** Opening MATERIAL PROVIDED block **

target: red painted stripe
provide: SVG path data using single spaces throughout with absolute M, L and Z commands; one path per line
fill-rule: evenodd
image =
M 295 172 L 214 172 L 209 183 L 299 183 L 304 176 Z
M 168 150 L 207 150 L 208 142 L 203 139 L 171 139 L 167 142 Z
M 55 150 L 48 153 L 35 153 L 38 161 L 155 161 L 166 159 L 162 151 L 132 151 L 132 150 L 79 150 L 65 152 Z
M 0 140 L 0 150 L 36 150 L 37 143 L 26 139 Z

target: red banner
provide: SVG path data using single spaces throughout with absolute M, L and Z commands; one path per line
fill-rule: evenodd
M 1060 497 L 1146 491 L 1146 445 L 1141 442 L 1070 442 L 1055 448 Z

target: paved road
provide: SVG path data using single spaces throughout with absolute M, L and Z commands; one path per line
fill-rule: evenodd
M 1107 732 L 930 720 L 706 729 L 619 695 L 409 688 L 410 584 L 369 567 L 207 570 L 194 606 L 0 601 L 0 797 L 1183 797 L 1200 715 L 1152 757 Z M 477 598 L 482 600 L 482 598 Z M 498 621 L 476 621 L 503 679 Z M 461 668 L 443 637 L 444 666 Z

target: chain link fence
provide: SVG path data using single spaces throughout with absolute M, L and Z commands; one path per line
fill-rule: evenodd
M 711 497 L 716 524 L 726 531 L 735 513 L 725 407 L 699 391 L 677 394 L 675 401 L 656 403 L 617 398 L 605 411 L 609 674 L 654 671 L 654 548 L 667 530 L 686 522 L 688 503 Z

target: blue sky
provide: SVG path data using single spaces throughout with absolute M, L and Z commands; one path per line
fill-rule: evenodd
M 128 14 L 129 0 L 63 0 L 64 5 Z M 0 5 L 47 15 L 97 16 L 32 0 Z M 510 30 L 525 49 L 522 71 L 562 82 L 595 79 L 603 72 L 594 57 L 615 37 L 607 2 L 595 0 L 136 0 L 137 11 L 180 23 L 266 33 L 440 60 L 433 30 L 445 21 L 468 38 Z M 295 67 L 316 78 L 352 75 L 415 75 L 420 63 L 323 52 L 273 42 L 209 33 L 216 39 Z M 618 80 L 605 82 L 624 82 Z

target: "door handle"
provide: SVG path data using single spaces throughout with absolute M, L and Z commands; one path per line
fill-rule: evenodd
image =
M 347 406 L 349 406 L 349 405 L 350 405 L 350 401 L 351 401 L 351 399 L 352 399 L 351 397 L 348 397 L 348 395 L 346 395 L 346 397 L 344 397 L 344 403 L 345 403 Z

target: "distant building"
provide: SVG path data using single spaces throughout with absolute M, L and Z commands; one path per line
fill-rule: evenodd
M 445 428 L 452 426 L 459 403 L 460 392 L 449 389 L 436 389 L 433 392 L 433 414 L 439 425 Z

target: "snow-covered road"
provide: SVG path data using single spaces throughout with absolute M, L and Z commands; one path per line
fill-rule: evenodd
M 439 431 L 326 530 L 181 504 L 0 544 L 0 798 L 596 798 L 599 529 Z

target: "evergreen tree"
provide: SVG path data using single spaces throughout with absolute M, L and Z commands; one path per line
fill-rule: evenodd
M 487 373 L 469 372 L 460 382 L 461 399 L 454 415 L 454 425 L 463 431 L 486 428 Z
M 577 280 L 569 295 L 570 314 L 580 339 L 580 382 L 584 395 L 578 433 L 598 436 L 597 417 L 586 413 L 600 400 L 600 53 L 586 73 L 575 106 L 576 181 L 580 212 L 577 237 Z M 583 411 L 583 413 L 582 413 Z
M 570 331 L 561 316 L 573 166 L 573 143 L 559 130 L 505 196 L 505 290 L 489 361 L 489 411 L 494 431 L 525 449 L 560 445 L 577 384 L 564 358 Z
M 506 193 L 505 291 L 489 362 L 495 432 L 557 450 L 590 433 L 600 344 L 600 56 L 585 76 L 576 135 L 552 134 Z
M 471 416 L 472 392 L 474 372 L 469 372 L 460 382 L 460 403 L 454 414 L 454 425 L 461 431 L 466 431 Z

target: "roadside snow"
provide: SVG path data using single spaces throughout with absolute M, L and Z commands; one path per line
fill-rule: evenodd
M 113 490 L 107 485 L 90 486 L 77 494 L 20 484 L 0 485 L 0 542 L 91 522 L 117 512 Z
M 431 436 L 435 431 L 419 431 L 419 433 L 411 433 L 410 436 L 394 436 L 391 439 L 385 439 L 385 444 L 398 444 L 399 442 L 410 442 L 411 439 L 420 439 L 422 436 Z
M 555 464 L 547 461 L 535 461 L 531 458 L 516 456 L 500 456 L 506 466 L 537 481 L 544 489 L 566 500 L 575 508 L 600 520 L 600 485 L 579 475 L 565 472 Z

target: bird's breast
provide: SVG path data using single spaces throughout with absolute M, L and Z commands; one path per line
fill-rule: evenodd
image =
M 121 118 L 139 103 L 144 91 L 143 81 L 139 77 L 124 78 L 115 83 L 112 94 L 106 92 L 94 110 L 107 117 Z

** Closing MATERIAL PROVIDED block **

## [YOUR GOAL]
Copy the listing above out again in its entirety, exactly as written.

## [ANSWER SECTION]
target: red painted stripe
provide: SVG path data using single spaces throughout with absolute M, L and Z commands; one path per line
fill-rule: evenodd
image =
M 295 172 L 214 172 L 209 183 L 299 183 L 304 176 Z
M 168 150 L 207 150 L 208 142 L 203 139 L 171 139 L 167 142 Z
M 55 150 L 48 153 L 35 153 L 38 161 L 155 161 L 166 159 L 162 151 L 132 151 L 132 150 L 79 150 L 65 152 Z
M 0 140 L 0 150 L 36 150 L 37 143 L 26 139 Z

target: red banner
provide: SVG path data using single spaces throughout with absolute M, L and Z commands; one path per line
fill-rule: evenodd
M 1060 497 L 1146 491 L 1146 445 L 1141 442 L 1070 442 L 1055 448 Z

target: paved road
provide: SVG path data using single spaces throughout with absolute M, L and Z commands; one path per line
fill-rule: evenodd
M 1107 732 L 930 720 L 706 729 L 619 695 L 409 688 L 410 584 L 369 567 L 207 570 L 194 606 L 0 601 L 0 797 L 1183 797 L 1200 715 L 1152 757 Z M 477 598 L 482 600 L 482 598 Z M 498 621 L 476 621 L 503 679 Z M 461 668 L 443 637 L 444 666 Z

target: chain link fence
provide: SVG path data using single spaces throughout with absolute M, L and Z commands; one path per line
fill-rule: evenodd
M 711 497 L 716 524 L 726 531 L 735 513 L 725 407 L 699 391 L 677 394 L 675 401 L 656 403 L 617 398 L 605 411 L 609 674 L 654 671 L 654 548 L 667 530 L 686 522 L 688 503 Z

target: blue sky
provide: SVG path data using single spaces throughout with absolute M, L and Z commands; one path per line
fill-rule: evenodd
M 128 14 L 129 0 L 63 0 L 64 5 Z M 0 5 L 47 15 L 97 16 L 32 0 Z M 510 30 L 525 49 L 522 71 L 562 82 L 595 79 L 603 72 L 594 57 L 615 37 L 607 2 L 595 0 L 136 0 L 137 11 L 180 23 L 266 33 L 440 60 L 433 30 L 445 21 L 468 38 Z M 295 67 L 316 78 L 352 75 L 415 75 L 420 63 L 323 52 L 273 42 L 209 33 L 216 39 Z M 618 80 L 605 82 L 624 82 Z

target: "door handle"
provide: SVG path data using single spaces throughout with absolute M, L and Z commands; one path per line
fill-rule: evenodd
image =
M 347 406 L 349 406 L 349 405 L 350 405 L 350 401 L 351 401 L 351 399 L 352 399 L 351 397 L 348 397 L 348 395 L 346 395 L 346 397 L 344 397 L 344 403 L 345 403 Z

target: "distant building"
provide: SVG path data using single spaces throughout with absolute M, L and Z commands; one path per line
fill-rule: evenodd
M 445 428 L 452 426 L 459 403 L 460 392 L 449 389 L 436 389 L 433 392 L 433 414 L 439 425 Z

target: "snow-covered road"
provide: SVG path data using single spaces throughout with absolute M, L and Z commands; one path per line
fill-rule: evenodd
M 439 431 L 326 530 L 181 504 L 0 544 L 0 798 L 596 798 L 599 529 Z

target: "evergreen tree"
provide: SVG path data using single spaces throughout with absolute M, L and Z commands; one path per line
fill-rule: evenodd
M 487 373 L 469 372 L 460 382 L 461 399 L 454 415 L 454 425 L 463 431 L 486 428 Z
M 577 280 L 569 295 L 570 314 L 580 339 L 580 382 L 584 395 L 578 433 L 598 436 L 597 417 L 586 413 L 600 400 L 600 53 L 586 73 L 575 106 L 576 181 L 580 212 L 577 237 Z M 583 411 L 583 413 L 582 413 Z
M 570 331 L 561 316 L 573 166 L 573 143 L 559 130 L 505 196 L 505 290 L 489 361 L 489 411 L 494 431 L 525 449 L 560 445 L 577 384 L 564 358 Z
M 506 193 L 505 291 L 489 362 L 495 432 L 557 450 L 590 433 L 600 344 L 600 56 L 585 76 L 576 135 L 552 134 Z
M 471 416 L 472 392 L 474 372 L 469 372 L 460 382 L 460 403 L 454 414 L 454 425 L 461 431 L 466 431 Z

target: "roadside snow"
provide: SVG path data using single spaces throughout with absolute M, L and Z commands; one path per line
fill-rule: evenodd
M 113 490 L 107 485 L 90 486 L 77 494 L 20 484 L 0 485 L 0 542 L 91 522 L 117 512 Z
M 431 436 L 435 431 L 419 431 L 419 433 L 411 433 L 410 436 L 394 436 L 391 439 L 385 439 L 385 444 L 398 444 L 399 442 L 410 442 L 411 439 L 420 439 L 422 436 Z
M 555 464 L 547 461 L 535 461 L 531 458 L 516 456 L 500 456 L 506 466 L 537 481 L 544 489 L 566 500 L 575 508 L 600 520 L 600 485 L 579 475 L 565 472 Z

target: bird's breast
provide: SVG path data using single spaces throughout with absolute M, L and Z commands; one path per line
fill-rule: evenodd
image =
M 121 118 L 139 103 L 144 91 L 143 81 L 139 77 L 124 78 L 115 83 L 112 94 L 106 92 L 94 110 L 107 117 Z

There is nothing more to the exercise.